[Start]
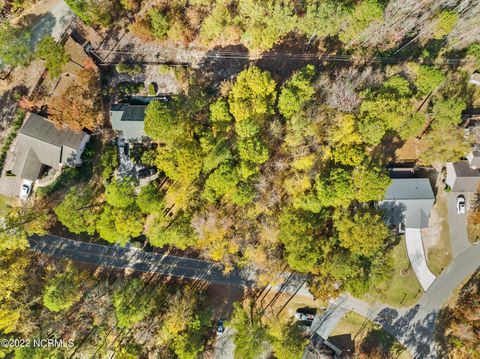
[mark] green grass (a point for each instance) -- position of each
(398, 290)
(4, 204)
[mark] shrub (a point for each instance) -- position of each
(152, 89)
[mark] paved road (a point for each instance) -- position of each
(458, 225)
(414, 326)
(135, 259)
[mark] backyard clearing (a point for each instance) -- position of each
(403, 288)
(355, 334)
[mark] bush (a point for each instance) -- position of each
(128, 69)
(152, 89)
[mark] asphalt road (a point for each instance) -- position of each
(413, 326)
(136, 260)
(458, 225)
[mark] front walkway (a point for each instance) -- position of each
(458, 224)
(416, 254)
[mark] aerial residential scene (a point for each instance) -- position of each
(240, 179)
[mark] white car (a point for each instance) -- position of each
(460, 204)
(26, 189)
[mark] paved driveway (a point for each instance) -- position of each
(416, 254)
(457, 224)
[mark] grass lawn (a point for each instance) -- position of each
(354, 332)
(400, 290)
(4, 203)
(440, 255)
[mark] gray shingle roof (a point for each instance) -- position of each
(467, 179)
(128, 120)
(39, 143)
(408, 200)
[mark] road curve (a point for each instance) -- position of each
(414, 326)
(136, 260)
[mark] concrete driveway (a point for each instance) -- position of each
(416, 254)
(458, 224)
(224, 348)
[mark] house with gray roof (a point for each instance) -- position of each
(408, 201)
(39, 144)
(462, 177)
(128, 121)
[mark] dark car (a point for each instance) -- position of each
(220, 327)
(146, 172)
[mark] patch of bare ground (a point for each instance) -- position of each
(436, 238)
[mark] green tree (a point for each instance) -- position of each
(250, 337)
(370, 182)
(120, 193)
(428, 79)
(297, 91)
(165, 123)
(92, 12)
(322, 18)
(14, 46)
(444, 144)
(19, 224)
(364, 233)
(77, 211)
(253, 95)
(54, 55)
(300, 234)
(132, 303)
(252, 150)
(336, 189)
(178, 233)
(265, 22)
(150, 199)
(62, 291)
(360, 18)
(159, 23)
(389, 107)
(182, 162)
(220, 181)
(445, 22)
(217, 24)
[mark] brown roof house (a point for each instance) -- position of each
(40, 145)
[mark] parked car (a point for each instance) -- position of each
(304, 316)
(220, 327)
(461, 204)
(26, 189)
(146, 172)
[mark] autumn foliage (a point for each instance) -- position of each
(80, 107)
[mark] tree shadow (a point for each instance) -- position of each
(223, 63)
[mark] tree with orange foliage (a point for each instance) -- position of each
(80, 107)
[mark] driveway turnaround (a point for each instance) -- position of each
(458, 225)
(416, 254)
(414, 326)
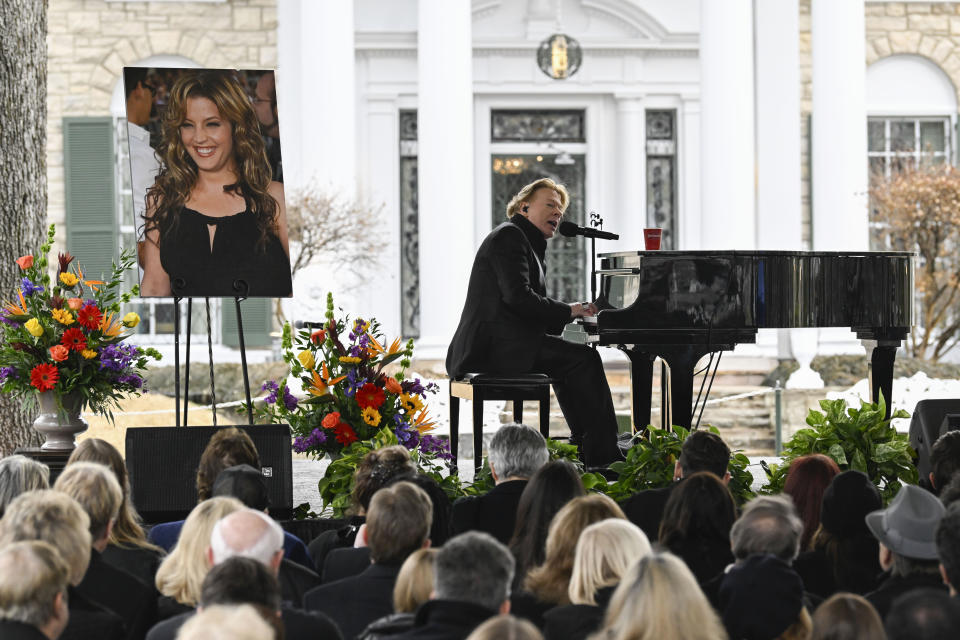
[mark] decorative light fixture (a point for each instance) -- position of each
(559, 56)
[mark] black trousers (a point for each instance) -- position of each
(584, 396)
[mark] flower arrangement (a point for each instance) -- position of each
(350, 397)
(64, 334)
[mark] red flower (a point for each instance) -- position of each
(345, 435)
(370, 395)
(74, 339)
(89, 317)
(59, 352)
(44, 376)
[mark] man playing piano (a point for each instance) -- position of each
(509, 325)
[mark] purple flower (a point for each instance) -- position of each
(29, 288)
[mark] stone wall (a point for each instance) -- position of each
(929, 29)
(90, 41)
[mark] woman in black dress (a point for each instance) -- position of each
(215, 223)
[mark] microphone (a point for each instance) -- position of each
(571, 229)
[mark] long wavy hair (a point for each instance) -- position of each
(178, 173)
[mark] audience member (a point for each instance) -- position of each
(472, 577)
(844, 554)
(847, 616)
(228, 447)
(398, 523)
(242, 622)
(944, 460)
(516, 453)
(923, 614)
(701, 451)
(373, 472)
(413, 589)
(948, 547)
(906, 531)
(33, 591)
(96, 489)
(247, 485)
(696, 524)
(18, 474)
(761, 598)
(604, 553)
(807, 479)
(128, 548)
(506, 627)
(549, 583)
(181, 573)
(56, 518)
(549, 489)
(658, 599)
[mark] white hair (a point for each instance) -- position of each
(262, 549)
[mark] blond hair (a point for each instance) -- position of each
(659, 599)
(52, 517)
(96, 489)
(32, 573)
(550, 581)
(180, 575)
(526, 194)
(226, 622)
(415, 581)
(605, 551)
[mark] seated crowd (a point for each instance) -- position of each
(536, 557)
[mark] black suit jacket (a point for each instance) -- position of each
(121, 593)
(507, 311)
(495, 512)
(297, 625)
(355, 602)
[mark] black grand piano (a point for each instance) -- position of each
(683, 305)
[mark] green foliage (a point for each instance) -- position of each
(650, 464)
(859, 439)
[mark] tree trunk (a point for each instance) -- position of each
(23, 168)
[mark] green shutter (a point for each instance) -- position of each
(257, 322)
(90, 193)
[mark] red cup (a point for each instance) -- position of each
(651, 239)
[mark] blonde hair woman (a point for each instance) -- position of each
(659, 599)
(605, 552)
(550, 582)
(181, 574)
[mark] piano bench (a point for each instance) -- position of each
(480, 387)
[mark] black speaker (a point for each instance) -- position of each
(162, 463)
(931, 419)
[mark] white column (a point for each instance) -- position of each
(839, 126)
(778, 125)
(445, 167)
(631, 171)
(728, 154)
(327, 87)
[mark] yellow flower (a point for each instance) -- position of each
(307, 360)
(62, 316)
(371, 416)
(33, 326)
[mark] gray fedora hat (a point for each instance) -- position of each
(908, 526)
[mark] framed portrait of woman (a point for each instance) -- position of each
(207, 181)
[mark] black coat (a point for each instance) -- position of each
(507, 311)
(121, 593)
(297, 625)
(495, 512)
(353, 603)
(447, 620)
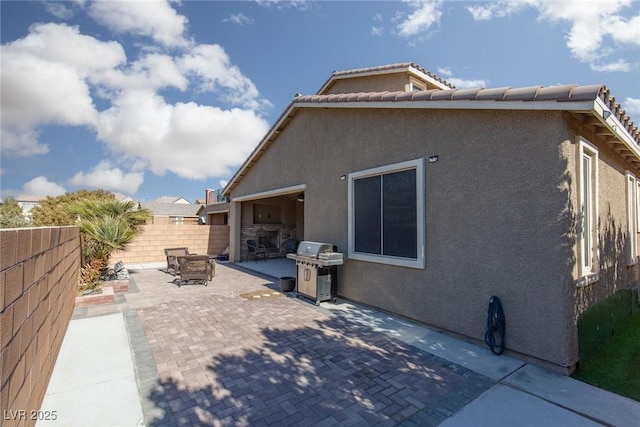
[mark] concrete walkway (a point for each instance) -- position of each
(237, 352)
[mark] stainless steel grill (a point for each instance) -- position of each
(317, 274)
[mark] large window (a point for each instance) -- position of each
(633, 218)
(588, 173)
(386, 214)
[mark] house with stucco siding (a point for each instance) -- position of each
(442, 197)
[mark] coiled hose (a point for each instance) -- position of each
(495, 323)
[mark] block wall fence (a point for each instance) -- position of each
(38, 279)
(149, 246)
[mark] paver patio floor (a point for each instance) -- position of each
(229, 354)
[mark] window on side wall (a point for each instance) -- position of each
(633, 218)
(386, 214)
(588, 215)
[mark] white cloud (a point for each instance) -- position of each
(41, 186)
(632, 107)
(56, 76)
(211, 64)
(281, 4)
(190, 140)
(597, 28)
(426, 14)
(21, 143)
(52, 63)
(108, 177)
(239, 19)
(467, 84)
(58, 9)
(151, 18)
(619, 65)
(459, 83)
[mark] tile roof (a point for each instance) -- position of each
(560, 94)
(592, 102)
(172, 209)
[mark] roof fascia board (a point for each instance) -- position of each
(271, 193)
(579, 106)
(611, 121)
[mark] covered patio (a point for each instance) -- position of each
(274, 267)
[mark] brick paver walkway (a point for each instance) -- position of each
(222, 356)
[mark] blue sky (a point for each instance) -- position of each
(168, 98)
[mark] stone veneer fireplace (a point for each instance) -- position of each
(271, 236)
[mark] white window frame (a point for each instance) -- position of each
(633, 217)
(588, 253)
(419, 261)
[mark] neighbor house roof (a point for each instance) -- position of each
(593, 105)
(171, 199)
(172, 209)
(401, 67)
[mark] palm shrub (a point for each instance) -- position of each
(106, 225)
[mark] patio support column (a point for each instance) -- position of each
(235, 225)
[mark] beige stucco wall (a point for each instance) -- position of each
(149, 246)
(614, 273)
(500, 214)
(382, 82)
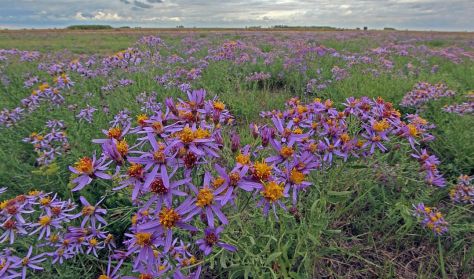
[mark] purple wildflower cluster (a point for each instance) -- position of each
(45, 93)
(51, 143)
(50, 220)
(423, 92)
(172, 145)
(431, 218)
(462, 108)
(463, 191)
(166, 169)
(258, 76)
(86, 114)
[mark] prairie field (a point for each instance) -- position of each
(207, 153)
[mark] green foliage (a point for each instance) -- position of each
(355, 223)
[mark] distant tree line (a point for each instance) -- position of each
(89, 27)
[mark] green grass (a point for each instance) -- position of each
(355, 223)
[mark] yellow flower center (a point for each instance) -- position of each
(168, 217)
(272, 191)
(114, 133)
(345, 137)
(380, 126)
(202, 133)
(84, 165)
(218, 105)
(205, 197)
(143, 239)
(297, 131)
(186, 135)
(296, 176)
(301, 109)
(45, 201)
(122, 147)
(412, 130)
(44, 220)
(218, 182)
(262, 171)
(234, 178)
(286, 151)
(135, 170)
(243, 159)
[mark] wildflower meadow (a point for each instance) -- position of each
(236, 154)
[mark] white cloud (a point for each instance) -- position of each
(100, 16)
(411, 14)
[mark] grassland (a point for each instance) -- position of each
(355, 223)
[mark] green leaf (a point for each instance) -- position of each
(272, 257)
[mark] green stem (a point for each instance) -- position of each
(441, 259)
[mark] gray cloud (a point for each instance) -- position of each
(402, 14)
(142, 5)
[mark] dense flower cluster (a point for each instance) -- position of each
(462, 108)
(51, 144)
(50, 220)
(463, 191)
(178, 184)
(258, 76)
(423, 92)
(431, 218)
(169, 160)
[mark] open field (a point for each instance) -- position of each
(345, 177)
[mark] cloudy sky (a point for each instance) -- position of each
(402, 14)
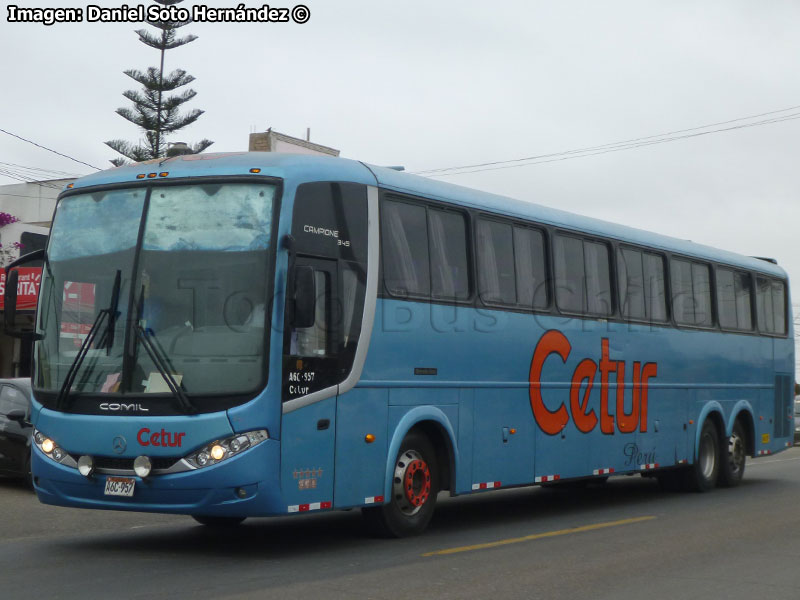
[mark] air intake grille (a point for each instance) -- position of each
(114, 463)
(784, 389)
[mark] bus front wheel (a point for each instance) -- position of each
(415, 484)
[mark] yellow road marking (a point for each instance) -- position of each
(538, 536)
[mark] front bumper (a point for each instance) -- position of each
(211, 491)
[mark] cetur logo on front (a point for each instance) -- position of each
(160, 438)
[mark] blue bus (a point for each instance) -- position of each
(253, 334)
[End]
> Your objective: Copy out the lines word for word, starting with the line that contains "[mark] blue bus" and going on through the final line of the entries.

> Task response:
[mark] blue bus (a point for each instance) -- position of each
(253, 334)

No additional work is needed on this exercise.